## What to work on
Read through the data and report every line in which the word "concrete" occurs.

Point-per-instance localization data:
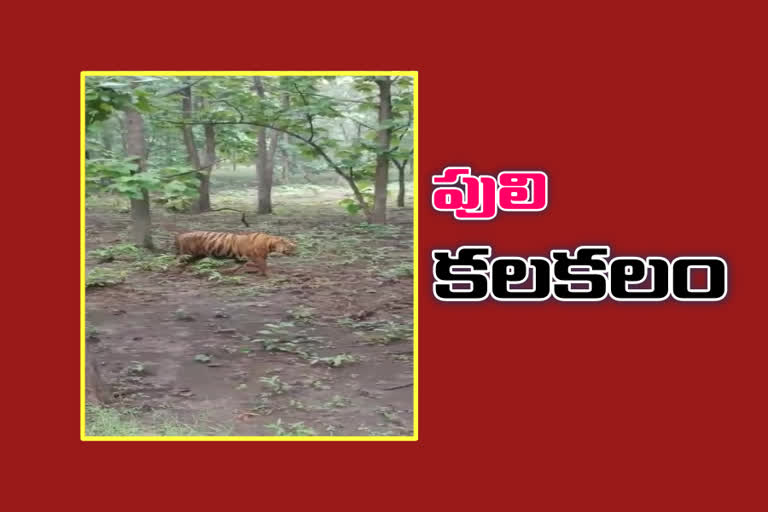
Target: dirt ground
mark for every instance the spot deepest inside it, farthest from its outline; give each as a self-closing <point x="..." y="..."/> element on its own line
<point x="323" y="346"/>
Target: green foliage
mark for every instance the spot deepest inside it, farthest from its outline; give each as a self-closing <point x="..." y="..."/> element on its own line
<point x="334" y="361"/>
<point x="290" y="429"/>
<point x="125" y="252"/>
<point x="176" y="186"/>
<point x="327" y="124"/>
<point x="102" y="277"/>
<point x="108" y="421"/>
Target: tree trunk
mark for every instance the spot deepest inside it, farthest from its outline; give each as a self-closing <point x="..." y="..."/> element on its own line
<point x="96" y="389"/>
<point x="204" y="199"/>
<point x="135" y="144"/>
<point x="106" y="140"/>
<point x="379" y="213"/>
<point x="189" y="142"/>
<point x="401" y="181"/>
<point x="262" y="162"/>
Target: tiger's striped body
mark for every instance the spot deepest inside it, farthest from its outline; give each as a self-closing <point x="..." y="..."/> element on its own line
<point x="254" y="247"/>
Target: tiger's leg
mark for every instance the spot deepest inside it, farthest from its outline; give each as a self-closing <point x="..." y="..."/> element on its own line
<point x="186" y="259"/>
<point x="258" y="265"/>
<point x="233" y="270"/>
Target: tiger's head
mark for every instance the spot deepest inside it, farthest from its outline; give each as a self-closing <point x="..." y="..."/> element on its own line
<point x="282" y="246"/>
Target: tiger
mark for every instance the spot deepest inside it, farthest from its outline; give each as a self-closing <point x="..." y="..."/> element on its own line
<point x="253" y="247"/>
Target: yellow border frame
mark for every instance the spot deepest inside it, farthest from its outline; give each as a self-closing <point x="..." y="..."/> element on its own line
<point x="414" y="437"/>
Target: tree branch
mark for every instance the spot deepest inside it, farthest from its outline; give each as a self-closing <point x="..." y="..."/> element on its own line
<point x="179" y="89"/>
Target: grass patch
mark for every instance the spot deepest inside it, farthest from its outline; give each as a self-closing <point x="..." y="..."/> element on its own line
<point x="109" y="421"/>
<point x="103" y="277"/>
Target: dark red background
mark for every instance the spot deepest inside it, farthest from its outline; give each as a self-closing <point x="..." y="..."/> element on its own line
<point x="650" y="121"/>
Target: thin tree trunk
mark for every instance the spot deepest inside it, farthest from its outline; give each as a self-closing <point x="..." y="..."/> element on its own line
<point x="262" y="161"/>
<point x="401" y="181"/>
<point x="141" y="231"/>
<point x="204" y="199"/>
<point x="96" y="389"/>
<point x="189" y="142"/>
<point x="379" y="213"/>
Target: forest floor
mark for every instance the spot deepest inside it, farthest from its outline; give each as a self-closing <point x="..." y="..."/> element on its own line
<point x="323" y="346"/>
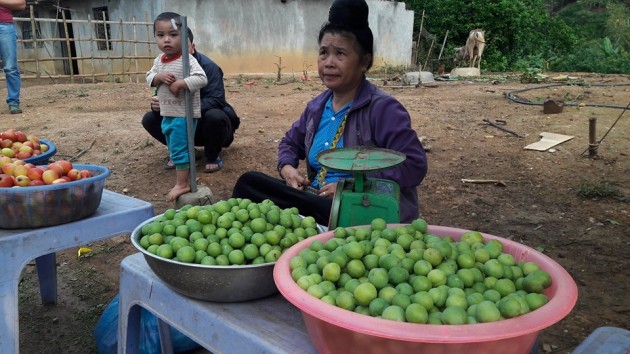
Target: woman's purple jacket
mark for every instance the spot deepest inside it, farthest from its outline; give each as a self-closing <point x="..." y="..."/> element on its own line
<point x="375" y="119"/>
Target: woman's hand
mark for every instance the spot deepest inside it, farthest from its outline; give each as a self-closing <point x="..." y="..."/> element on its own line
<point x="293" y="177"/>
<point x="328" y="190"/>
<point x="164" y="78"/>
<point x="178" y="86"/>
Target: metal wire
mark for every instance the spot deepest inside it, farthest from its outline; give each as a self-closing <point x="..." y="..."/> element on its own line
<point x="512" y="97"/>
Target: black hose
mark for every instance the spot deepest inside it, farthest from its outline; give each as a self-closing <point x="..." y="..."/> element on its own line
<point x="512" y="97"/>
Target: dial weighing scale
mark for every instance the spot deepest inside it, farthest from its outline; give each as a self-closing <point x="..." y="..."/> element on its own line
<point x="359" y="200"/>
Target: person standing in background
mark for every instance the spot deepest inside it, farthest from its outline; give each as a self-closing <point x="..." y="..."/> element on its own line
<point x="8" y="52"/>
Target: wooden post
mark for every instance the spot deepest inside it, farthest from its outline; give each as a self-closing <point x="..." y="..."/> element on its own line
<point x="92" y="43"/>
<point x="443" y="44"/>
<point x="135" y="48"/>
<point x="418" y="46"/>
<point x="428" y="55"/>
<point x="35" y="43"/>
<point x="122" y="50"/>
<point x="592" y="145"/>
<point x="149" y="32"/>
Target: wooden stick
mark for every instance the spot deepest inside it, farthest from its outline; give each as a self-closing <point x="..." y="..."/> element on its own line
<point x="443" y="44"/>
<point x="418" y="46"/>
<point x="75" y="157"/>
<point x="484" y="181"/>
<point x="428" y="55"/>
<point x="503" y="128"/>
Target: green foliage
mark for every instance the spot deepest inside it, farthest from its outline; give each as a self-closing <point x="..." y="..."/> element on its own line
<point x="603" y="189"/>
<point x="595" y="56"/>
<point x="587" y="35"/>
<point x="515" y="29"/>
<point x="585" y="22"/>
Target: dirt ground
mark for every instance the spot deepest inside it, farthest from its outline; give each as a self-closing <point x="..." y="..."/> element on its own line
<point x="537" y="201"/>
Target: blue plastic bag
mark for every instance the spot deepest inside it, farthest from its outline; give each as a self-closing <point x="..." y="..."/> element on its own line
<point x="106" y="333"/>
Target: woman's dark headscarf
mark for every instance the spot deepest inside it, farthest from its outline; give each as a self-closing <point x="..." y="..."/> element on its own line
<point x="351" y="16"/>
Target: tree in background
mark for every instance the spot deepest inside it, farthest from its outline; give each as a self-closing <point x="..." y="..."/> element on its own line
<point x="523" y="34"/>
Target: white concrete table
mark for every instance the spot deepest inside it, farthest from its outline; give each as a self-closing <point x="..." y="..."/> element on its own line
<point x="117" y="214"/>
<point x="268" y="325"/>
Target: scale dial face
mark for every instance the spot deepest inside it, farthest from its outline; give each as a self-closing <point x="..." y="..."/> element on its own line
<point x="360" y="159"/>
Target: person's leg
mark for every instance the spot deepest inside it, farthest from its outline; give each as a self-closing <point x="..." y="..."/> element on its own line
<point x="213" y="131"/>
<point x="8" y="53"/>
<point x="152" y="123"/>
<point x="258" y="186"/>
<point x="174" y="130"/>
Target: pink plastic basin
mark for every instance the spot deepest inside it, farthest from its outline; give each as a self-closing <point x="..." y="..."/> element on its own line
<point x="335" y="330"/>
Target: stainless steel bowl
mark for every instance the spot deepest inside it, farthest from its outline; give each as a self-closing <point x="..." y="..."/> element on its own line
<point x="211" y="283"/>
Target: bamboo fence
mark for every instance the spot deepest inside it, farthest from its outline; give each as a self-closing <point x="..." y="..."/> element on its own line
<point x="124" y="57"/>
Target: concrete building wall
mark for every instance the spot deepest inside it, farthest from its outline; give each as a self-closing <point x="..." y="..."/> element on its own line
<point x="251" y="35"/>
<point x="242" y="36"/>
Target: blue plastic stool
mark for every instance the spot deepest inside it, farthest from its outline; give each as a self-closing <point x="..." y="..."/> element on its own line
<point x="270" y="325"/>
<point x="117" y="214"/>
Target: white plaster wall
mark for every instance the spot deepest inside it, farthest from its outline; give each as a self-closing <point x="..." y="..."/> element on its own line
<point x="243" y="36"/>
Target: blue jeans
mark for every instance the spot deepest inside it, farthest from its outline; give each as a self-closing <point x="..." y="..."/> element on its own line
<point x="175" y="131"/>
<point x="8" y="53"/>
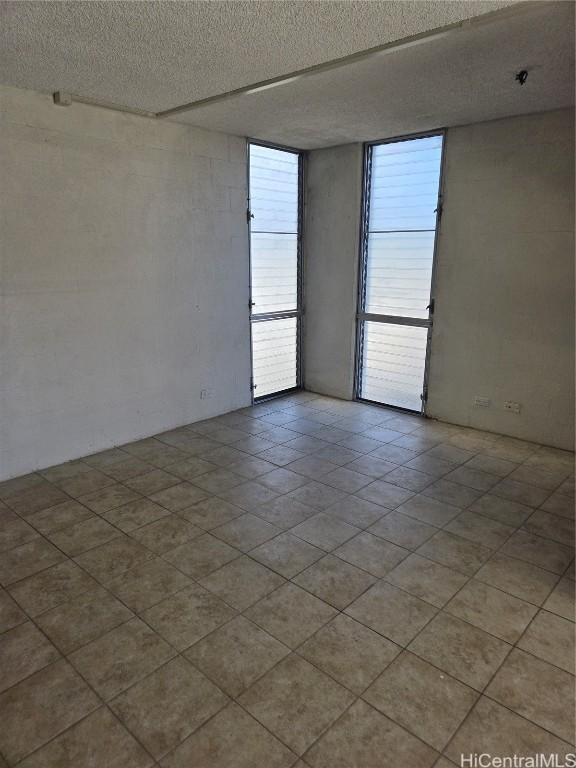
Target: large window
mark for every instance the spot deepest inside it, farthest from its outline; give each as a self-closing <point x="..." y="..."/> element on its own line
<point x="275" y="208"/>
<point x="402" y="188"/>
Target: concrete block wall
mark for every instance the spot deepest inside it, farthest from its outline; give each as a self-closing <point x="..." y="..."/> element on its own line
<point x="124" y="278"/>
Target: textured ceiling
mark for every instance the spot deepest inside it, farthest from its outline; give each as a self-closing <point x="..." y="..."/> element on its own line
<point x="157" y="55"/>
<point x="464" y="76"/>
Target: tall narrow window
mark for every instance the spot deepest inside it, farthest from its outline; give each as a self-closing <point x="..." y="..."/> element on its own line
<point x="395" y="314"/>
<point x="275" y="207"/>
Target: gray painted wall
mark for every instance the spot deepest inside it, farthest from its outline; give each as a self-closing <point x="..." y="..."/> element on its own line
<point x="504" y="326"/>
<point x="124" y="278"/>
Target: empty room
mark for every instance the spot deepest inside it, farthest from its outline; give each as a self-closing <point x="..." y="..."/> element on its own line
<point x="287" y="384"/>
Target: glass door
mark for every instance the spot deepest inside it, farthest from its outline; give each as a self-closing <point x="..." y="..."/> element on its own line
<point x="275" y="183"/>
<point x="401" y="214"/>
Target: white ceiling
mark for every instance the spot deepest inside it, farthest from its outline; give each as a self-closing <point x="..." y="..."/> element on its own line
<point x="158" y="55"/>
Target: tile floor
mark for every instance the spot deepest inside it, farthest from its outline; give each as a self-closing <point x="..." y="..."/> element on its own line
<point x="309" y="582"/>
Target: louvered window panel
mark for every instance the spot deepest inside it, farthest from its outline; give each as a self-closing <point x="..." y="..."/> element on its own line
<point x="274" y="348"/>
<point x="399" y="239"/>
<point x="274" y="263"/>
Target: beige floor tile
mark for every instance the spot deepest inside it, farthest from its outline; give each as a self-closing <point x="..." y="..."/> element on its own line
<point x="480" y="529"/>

## Solved problem
Target: white concrete table
Target: concrete building wall
Target: concrete block wall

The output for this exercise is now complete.